This week, Europe marked 75 years since the liberation of Auschwitz, a grim reminder of one of one of the continents darkest pages in history. It is a landmark that demands of us to remember, not out of shame as many see it, but as our duty to our future generations. A honest appraisal of the lessons learned by Christos Mouzeviris.
Naturally, the extermination of millions of people, not just from the Nazi’s but their collaborators across Europe for simply who they were, should make us feel ashamed. However, the purpose of such commemoration, should not focus on making us feel guilty or hate, rather it could be an opportunity to educate and learn to tolerate. Because even after being exposed to numerous commemorations, documentaries, films and inspiring political speeches about the Holocaust, its causes and aftermath, Europe-although it has made huge progress, hasn’t managed to rid itself of old prejudices and nationalism entirely.
Transposition of hatred
Even nowadays, there is a reported sharp rise in Anti-Semitism across our continent, with Jewish cemeteries being vandalized in France, Germany and elsewhere. We even the UK’s Labour Party, being investigated of its alleged anti-Semitic views. It is peculiar to think such a catastrophe which cost the lives of millions of people – not just the Jews of Europe – people would still see an ethnic group as responsible for all their troubles and problems. So much in fact that they would prefer to align themselves with outright criminal ideologies.
And it is even more worrying, that this hatred spreads to many other ethnic or religious minority groups of Europe. Our continent has become multinational, multi religious and multiracial and that is a direct outcome of the Holocaust’s legacy. People for many years have chosen to abandon hate, prejudice and preferred to include and tolerate individuals of different background, as result of the horrors of fascism, nationalism and populism they have experienced. The EU itself was created from the ashes and remains of the old Europe, with a promise that never again would Europeans die in such wars, fuelled by hate.
However, our continent is still struggling with its identity and future. And it is not just the Jewish people that are being targeted this time. Islamophobia is also a worrying trend, in addition to the rising xenophobia and Euroscepticism. Seventy-five years ago, it may have been the Jews of Europe that faced the brunt of our hate, however if we are not careful in the future it could be others. In addition to commemorating the loss of nearly six million Jewish lives in the most horrid manner, we could also start telling the stories of others that perished in the same way. And even though the numbers were fewer, their deaths should not be forgotten in history.

WHAT THE EXERCISE ASKS >>
Please state how many years since the liberation of Auschwitz Europe marked that week, according to the article on the Auschwitz anniversary. The records have nothing to do with the article on the Auschwitz anniversary.

PROVIDED INFORMATION >>
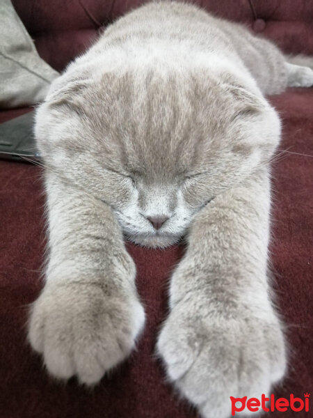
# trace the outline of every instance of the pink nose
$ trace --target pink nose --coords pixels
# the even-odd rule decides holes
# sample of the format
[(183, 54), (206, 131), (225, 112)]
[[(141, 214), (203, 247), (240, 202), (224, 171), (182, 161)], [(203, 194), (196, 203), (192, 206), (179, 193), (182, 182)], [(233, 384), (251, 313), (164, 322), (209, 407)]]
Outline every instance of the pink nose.
[(153, 216), (147, 216), (147, 220), (151, 222), (153, 225), (154, 229), (160, 229), (164, 222), (168, 219), (168, 217), (153, 217)]

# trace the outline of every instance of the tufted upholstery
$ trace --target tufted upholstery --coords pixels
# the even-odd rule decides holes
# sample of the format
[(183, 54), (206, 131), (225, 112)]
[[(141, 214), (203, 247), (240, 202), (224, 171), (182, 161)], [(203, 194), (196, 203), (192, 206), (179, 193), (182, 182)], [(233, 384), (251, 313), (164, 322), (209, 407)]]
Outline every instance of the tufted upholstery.
[[(13, 0), (13, 3), (42, 58), (60, 71), (97, 38), (102, 26), (145, 1)], [(275, 40), (287, 52), (313, 54), (312, 1), (198, 0), (194, 3), (218, 16), (246, 23)], [(255, 24), (256, 20), (259, 24)]]
[[(106, 25), (138, 0), (13, 0), (40, 56), (58, 70), (83, 52)], [(202, 0), (207, 10), (275, 40), (286, 52), (313, 55), (313, 1)], [(284, 122), (274, 164), (273, 240), (271, 245), (278, 304), (289, 324), (287, 378), (278, 396), (303, 396), (313, 387), (312, 159), (313, 91), (290, 89), (271, 99)], [(3, 121), (25, 109), (0, 113)], [(27, 304), (37, 297), (43, 258), (42, 187), (38, 167), (0, 162), (0, 417), (188, 418), (195, 413), (163, 382), (153, 357), (156, 336), (166, 314), (166, 281), (183, 249), (127, 248), (137, 265), (137, 284), (147, 321), (138, 350), (92, 392), (74, 379), (66, 386), (49, 380), (40, 359), (25, 343)], [(313, 410), (313, 406), (311, 405)], [(313, 414), (313, 412), (312, 412)], [(273, 413), (278, 418), (281, 414)], [(296, 417), (284, 412), (284, 418)], [(309, 417), (298, 412), (297, 418)], [(216, 418), (218, 418), (216, 417)]]

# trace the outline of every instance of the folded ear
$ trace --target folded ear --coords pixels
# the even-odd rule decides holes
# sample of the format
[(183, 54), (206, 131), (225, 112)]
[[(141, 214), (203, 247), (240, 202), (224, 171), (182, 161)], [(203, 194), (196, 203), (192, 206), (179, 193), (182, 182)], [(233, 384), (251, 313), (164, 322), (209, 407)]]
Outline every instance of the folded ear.
[(249, 91), (230, 75), (222, 75), (223, 86), (232, 101), (234, 110), (231, 121), (239, 117), (257, 116), (266, 107), (266, 101), (262, 96)]

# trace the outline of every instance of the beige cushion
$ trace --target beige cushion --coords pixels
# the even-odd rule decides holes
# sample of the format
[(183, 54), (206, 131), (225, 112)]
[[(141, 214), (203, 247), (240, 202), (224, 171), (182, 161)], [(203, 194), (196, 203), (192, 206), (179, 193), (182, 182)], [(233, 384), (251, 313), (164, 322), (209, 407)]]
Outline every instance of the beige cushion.
[(10, 0), (0, 0), (0, 108), (41, 102), (58, 75), (38, 54)]

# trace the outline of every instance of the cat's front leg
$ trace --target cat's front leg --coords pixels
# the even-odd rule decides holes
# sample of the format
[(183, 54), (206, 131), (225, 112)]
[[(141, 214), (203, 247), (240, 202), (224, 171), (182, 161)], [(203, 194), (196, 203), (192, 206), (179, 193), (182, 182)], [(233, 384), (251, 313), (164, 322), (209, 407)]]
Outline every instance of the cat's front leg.
[(172, 277), (157, 349), (205, 418), (230, 416), (230, 396), (269, 394), (284, 373), (266, 276), (269, 189), (267, 173), (259, 173), (202, 208)]
[(49, 258), (29, 339), (56, 378), (97, 382), (143, 328), (134, 263), (111, 208), (47, 174)]

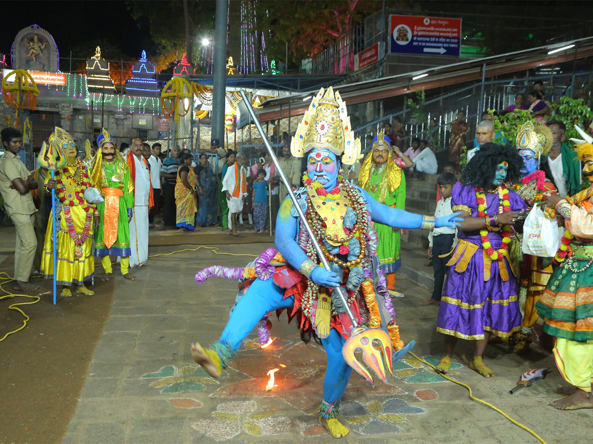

TASK OUTPUT >>
75 years.